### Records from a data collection
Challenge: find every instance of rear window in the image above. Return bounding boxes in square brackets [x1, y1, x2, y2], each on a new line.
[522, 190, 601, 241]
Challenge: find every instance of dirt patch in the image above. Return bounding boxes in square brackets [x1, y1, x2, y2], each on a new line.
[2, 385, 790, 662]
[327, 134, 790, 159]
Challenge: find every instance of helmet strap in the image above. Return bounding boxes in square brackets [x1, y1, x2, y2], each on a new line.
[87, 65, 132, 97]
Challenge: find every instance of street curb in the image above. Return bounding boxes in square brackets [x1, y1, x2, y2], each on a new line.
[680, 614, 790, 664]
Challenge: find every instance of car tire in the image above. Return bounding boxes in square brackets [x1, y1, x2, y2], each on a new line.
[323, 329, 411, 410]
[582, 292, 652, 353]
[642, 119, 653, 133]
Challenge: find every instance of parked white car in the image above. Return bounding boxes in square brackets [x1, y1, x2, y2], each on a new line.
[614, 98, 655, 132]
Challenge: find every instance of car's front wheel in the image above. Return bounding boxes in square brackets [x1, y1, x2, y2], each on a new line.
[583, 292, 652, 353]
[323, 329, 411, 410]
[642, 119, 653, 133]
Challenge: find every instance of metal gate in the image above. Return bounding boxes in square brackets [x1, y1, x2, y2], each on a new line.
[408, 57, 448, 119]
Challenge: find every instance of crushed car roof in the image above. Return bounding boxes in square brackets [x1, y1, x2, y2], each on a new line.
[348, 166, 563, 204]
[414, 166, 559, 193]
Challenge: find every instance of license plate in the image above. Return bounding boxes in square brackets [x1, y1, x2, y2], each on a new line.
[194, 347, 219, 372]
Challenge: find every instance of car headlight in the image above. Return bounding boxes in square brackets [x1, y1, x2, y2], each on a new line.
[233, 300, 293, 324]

### Problem requirements
Extract all of the data above and output it character for character.

### Solution
Challenge: find every instance of rear window in the image above. Return bounding boxes in square brackets [x1, y1, x2, y2], each on a new line.
[522, 190, 601, 241]
Challenge: find every instance of dirt patch in the image above. Return bounding boxes in square brackets [x1, y1, x2, y2], each on a new line.
[2, 385, 790, 662]
[327, 134, 790, 159]
Challenge: find every instance of helmet strap in the image above. Return bounding boxes in square brackets [x1, y1, x2, y2], each on a new line.
[87, 65, 132, 97]
Challenge: find every instance of street curb in the image above. Return bounding boxes in square brackets [x1, y1, x2, y2], each on a new line.
[680, 614, 790, 664]
Challenge: find every instance of car tire in the image above. Return bounding boxes in square brackets [x1, y1, x2, y2], each on a new line.
[323, 329, 411, 410]
[582, 292, 652, 353]
[642, 119, 653, 133]
Challenge: find every instance of parked white car in the image above. Return bounding boxes in square brackets [x1, y1, x2, y2], each on a new line.
[614, 98, 655, 132]
Challenge: find every instance of car's front wheel in the image above. Return bounding boxes in square brackets [x1, y1, x2, y2], each on a new line.
[583, 292, 652, 353]
[323, 329, 411, 410]
[642, 119, 653, 133]
Challenge: find every instance of metal gate in the image above. Return bounding boxes in square brackets [x1, y1, x2, y2], each on a new line.
[408, 57, 448, 119]
Challenge: find every instance of crushed car roof in the image above. Return bounding boxes in square brackets [x1, y1, x2, y2], each on a new line.
[348, 166, 563, 204]
[414, 166, 559, 193]
Challenge: find every instance of license plate in the image above. Return bounding boxes in square brackets [x1, y1, x2, y2], each on a new line.
[194, 347, 219, 372]
Challenge: find every instance of car headlight in the image above. Return bounding boxes in square brackets [x1, y1, x2, y2], each on a new line.
[233, 300, 293, 324]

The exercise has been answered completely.